**WRITTEN INSTRUCTION**
Write out exactly the lines below that run from the line containing "Where can you spot the weathered" through the last line of the records.

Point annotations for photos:
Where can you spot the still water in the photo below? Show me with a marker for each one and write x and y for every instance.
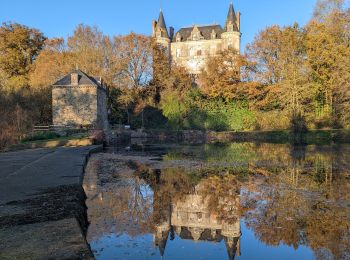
(219, 201)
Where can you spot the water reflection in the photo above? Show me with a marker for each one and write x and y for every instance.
(295, 200)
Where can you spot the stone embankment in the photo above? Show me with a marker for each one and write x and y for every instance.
(42, 204)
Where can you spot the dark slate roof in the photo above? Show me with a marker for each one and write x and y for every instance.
(161, 20)
(205, 31)
(161, 23)
(83, 79)
(231, 17)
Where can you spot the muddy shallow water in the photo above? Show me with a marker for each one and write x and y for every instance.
(219, 201)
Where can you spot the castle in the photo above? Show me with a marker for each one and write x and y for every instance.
(190, 47)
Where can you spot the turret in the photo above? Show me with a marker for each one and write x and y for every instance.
(232, 35)
(160, 32)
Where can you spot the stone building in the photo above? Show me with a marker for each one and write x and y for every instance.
(190, 47)
(79, 100)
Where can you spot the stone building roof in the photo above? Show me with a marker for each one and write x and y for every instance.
(205, 32)
(83, 79)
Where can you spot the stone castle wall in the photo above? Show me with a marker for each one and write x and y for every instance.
(193, 54)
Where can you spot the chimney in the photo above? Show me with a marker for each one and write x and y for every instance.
(171, 33)
(74, 79)
(154, 26)
(238, 21)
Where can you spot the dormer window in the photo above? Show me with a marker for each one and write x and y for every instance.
(213, 34)
(230, 27)
(196, 34)
(178, 37)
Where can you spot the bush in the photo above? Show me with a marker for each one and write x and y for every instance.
(40, 136)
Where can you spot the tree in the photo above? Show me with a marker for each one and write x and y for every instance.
(328, 52)
(135, 55)
(19, 47)
(221, 76)
(264, 51)
(53, 62)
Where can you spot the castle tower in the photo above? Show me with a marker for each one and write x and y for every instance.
(232, 32)
(160, 32)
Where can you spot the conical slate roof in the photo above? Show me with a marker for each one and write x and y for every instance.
(231, 17)
(161, 23)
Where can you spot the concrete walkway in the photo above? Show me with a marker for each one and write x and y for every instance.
(40, 191)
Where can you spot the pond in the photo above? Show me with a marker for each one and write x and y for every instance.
(219, 201)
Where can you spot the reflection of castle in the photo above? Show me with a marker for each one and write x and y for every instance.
(191, 218)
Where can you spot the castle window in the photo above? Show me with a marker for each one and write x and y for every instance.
(178, 37)
(213, 34)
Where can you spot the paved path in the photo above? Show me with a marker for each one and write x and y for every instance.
(35, 201)
(25, 173)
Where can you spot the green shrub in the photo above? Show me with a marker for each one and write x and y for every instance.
(40, 136)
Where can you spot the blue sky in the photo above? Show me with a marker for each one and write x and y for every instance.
(114, 17)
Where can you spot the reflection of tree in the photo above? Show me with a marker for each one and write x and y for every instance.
(290, 195)
(304, 203)
(122, 205)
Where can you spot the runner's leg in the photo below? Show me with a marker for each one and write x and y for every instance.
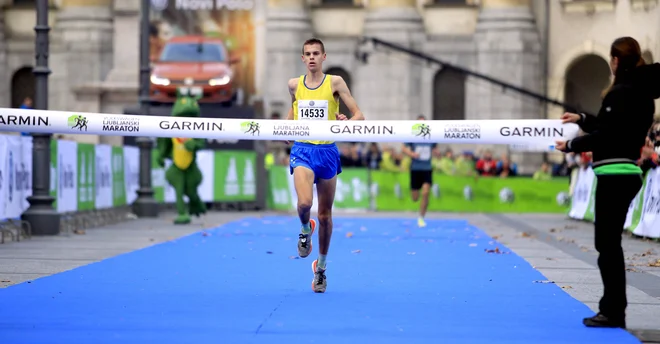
(326, 192)
(303, 180)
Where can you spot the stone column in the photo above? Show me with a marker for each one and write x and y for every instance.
(85, 28)
(508, 49)
(388, 86)
(288, 25)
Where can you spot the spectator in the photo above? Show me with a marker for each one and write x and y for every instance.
(389, 161)
(446, 165)
(486, 166)
(543, 173)
(350, 156)
(465, 165)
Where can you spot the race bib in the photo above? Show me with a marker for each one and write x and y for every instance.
(424, 152)
(312, 110)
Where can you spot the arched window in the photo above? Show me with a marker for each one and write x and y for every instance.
(449, 95)
(586, 79)
(347, 77)
(22, 86)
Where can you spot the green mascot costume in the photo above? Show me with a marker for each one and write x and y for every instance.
(184, 175)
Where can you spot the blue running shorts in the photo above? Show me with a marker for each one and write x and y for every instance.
(323, 159)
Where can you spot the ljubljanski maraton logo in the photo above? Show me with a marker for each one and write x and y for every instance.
(250, 127)
(191, 126)
(466, 131)
(34, 121)
(209, 5)
(532, 132)
(291, 130)
(422, 130)
(361, 129)
(121, 123)
(77, 122)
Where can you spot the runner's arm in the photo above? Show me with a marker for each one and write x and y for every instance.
(339, 85)
(293, 84)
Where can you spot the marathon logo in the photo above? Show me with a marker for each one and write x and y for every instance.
(35, 121)
(291, 130)
(121, 123)
(209, 5)
(462, 131)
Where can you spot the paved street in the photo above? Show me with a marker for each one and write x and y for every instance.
(560, 249)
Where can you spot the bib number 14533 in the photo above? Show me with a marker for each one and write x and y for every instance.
(312, 110)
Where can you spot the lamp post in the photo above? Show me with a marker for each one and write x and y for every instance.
(41, 215)
(145, 205)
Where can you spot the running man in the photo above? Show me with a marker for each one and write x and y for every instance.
(315, 97)
(421, 173)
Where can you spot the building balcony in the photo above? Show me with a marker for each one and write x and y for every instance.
(588, 7)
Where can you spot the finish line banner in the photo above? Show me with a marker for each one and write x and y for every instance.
(536, 132)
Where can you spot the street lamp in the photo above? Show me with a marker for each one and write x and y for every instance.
(41, 215)
(145, 205)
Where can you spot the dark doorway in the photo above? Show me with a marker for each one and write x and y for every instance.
(449, 95)
(586, 79)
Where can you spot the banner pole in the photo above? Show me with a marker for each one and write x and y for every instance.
(42, 217)
(145, 205)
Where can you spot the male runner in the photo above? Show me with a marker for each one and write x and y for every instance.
(421, 173)
(315, 97)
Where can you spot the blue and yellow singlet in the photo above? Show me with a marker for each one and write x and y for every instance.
(315, 104)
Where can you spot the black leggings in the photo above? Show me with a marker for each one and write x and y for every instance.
(613, 196)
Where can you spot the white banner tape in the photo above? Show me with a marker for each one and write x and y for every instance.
(537, 132)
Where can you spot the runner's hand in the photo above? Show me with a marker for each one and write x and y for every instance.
(570, 117)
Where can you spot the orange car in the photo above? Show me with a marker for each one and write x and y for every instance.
(201, 64)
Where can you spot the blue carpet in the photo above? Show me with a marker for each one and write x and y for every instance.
(389, 282)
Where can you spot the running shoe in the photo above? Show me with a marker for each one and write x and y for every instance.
(319, 282)
(305, 241)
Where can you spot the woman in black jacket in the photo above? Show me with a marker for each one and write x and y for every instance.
(615, 137)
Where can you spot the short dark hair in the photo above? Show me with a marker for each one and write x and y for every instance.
(313, 41)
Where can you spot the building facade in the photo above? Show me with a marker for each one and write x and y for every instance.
(555, 47)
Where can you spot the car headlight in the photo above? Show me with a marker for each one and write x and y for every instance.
(221, 81)
(156, 80)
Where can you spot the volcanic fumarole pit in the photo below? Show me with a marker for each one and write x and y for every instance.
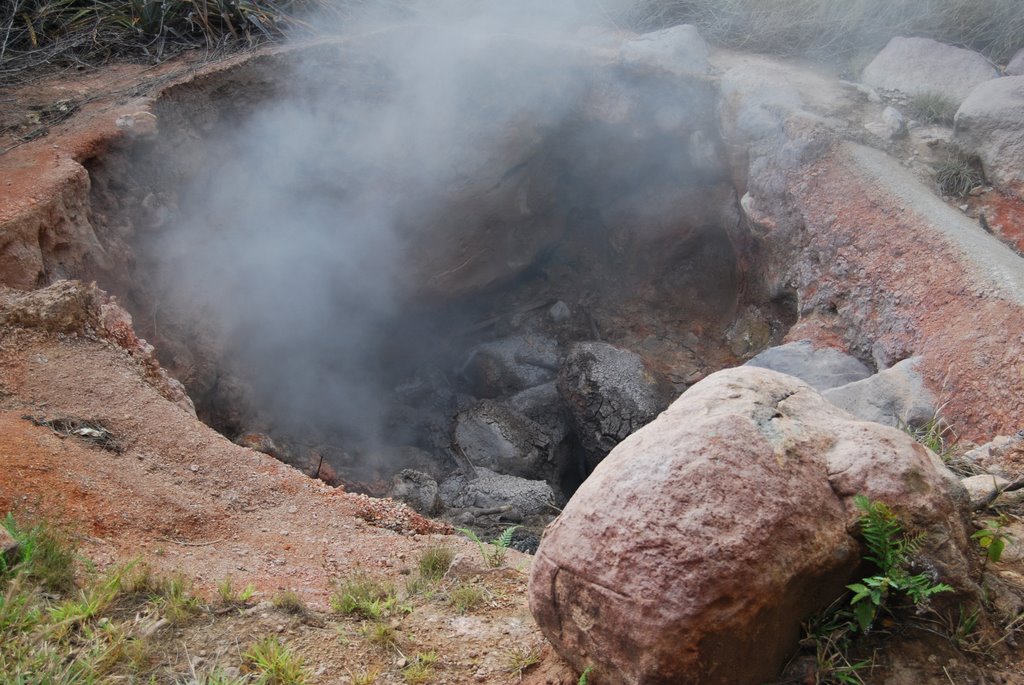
(453, 264)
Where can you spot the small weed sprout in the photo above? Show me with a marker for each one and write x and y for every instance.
(364, 596)
(435, 561)
(494, 557)
(992, 539)
(274, 664)
(465, 597)
(932, 108)
(890, 550)
(230, 596)
(957, 175)
(421, 670)
(521, 658)
(290, 602)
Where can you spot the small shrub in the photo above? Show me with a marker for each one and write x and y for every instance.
(466, 597)
(435, 561)
(289, 601)
(932, 109)
(364, 596)
(957, 175)
(230, 596)
(46, 555)
(421, 670)
(890, 550)
(274, 664)
(495, 556)
(521, 658)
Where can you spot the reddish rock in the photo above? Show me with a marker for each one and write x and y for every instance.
(8, 547)
(720, 526)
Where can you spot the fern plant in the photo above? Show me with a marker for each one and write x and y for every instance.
(891, 550)
(495, 557)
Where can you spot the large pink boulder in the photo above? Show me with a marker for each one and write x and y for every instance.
(697, 547)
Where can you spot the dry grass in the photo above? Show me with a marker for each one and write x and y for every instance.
(841, 29)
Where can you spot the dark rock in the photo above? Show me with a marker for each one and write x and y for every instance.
(895, 396)
(499, 368)
(609, 394)
(417, 489)
(821, 369)
(497, 437)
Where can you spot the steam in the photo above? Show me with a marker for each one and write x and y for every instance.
(290, 239)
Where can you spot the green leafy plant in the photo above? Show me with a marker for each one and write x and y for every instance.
(992, 539)
(421, 670)
(494, 557)
(365, 596)
(521, 658)
(274, 664)
(891, 551)
(957, 175)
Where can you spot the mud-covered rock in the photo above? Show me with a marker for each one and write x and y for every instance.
(417, 489)
(609, 393)
(719, 527)
(990, 124)
(821, 368)
(918, 66)
(502, 367)
(497, 437)
(895, 396)
(680, 50)
(518, 498)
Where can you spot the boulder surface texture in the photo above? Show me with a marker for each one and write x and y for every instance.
(717, 528)
(919, 66)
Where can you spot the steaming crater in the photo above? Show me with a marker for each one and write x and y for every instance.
(382, 254)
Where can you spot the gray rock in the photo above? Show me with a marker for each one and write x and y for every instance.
(499, 368)
(821, 369)
(1016, 66)
(418, 490)
(895, 396)
(916, 66)
(990, 124)
(679, 50)
(497, 437)
(724, 523)
(981, 488)
(489, 489)
(544, 405)
(891, 126)
(1004, 456)
(609, 394)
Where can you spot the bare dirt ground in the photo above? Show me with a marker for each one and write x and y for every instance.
(182, 499)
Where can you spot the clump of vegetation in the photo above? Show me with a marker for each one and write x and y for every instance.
(289, 601)
(364, 596)
(421, 670)
(273, 664)
(495, 552)
(892, 551)
(932, 109)
(835, 29)
(519, 659)
(957, 175)
(435, 561)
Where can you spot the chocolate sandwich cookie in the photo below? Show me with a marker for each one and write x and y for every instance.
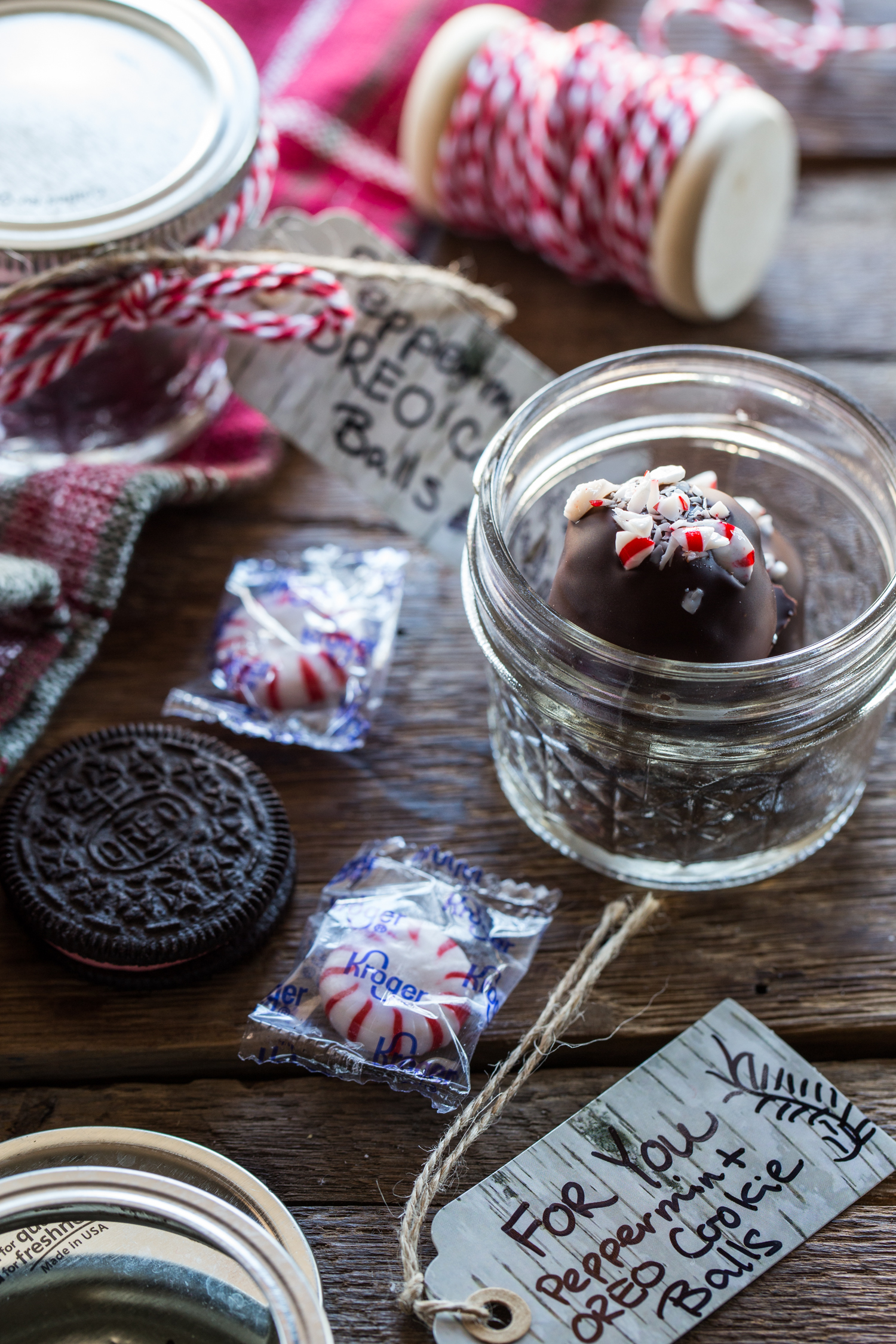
(147, 857)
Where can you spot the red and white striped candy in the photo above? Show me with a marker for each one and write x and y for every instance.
(400, 992)
(673, 506)
(633, 549)
(276, 675)
(704, 481)
(586, 496)
(739, 556)
(699, 539)
(645, 496)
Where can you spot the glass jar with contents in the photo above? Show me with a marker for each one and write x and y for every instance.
(659, 771)
(121, 127)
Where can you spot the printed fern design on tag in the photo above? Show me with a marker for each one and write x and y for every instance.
(793, 1101)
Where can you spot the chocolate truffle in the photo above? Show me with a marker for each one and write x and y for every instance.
(668, 567)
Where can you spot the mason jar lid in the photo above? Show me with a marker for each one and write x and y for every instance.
(120, 122)
(172, 1159)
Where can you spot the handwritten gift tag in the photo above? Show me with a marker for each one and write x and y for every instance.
(656, 1203)
(405, 404)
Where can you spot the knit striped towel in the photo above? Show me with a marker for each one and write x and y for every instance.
(333, 77)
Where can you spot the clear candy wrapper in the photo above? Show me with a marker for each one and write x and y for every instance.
(407, 959)
(301, 649)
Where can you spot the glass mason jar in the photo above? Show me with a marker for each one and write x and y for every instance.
(220, 1280)
(122, 125)
(688, 775)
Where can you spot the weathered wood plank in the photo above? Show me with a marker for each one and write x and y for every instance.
(816, 943)
(343, 1158)
(848, 106)
(813, 949)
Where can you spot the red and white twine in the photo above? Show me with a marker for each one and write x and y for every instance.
(803, 46)
(566, 140)
(46, 332)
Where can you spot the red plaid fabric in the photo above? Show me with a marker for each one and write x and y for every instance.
(333, 77)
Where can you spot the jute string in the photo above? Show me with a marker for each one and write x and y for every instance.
(198, 261)
(564, 1004)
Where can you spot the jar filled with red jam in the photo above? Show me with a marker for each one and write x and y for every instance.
(121, 127)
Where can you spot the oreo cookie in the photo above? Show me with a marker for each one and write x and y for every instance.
(147, 857)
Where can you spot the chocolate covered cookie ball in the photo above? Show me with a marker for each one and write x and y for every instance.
(670, 567)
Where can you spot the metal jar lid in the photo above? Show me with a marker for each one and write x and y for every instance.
(120, 122)
(170, 1158)
(147, 1299)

**THE ANSWER**
Where can you spot the weathered wood plank in the photo above? Show me with a marker for each one and write x and y for every instance.
(816, 943)
(343, 1158)
(848, 106)
(813, 949)
Where can you spot the red and white twine in the photo above? Show me with a marker for each one and write x and y for every instance.
(803, 46)
(566, 140)
(46, 332)
Where can you spot the red plaid fabric in the photo above? Show me with a marker for each one and write x and y for every instance.
(333, 77)
Where can you spot the jute string in the photo above? Show me with a marker for each one and write x and y for every instance.
(198, 261)
(564, 1004)
Where can you spot the jar filled with red jam in the photo above? Show me with a marker for each one and write x and y for every instance.
(121, 127)
Where can you spot the oreo cookie in the photo above? Show me with a marker for each one and write x and y for every instance.
(147, 857)
Where can you spot the chocolate covered cookie ball in the photo above? Show me with a marker for each one and write x and y for every instance.
(670, 567)
Where can you spot the metal jar lid in the photo above? Show me with a marker for each one and write x and y for every instance.
(120, 122)
(170, 1158)
(147, 1299)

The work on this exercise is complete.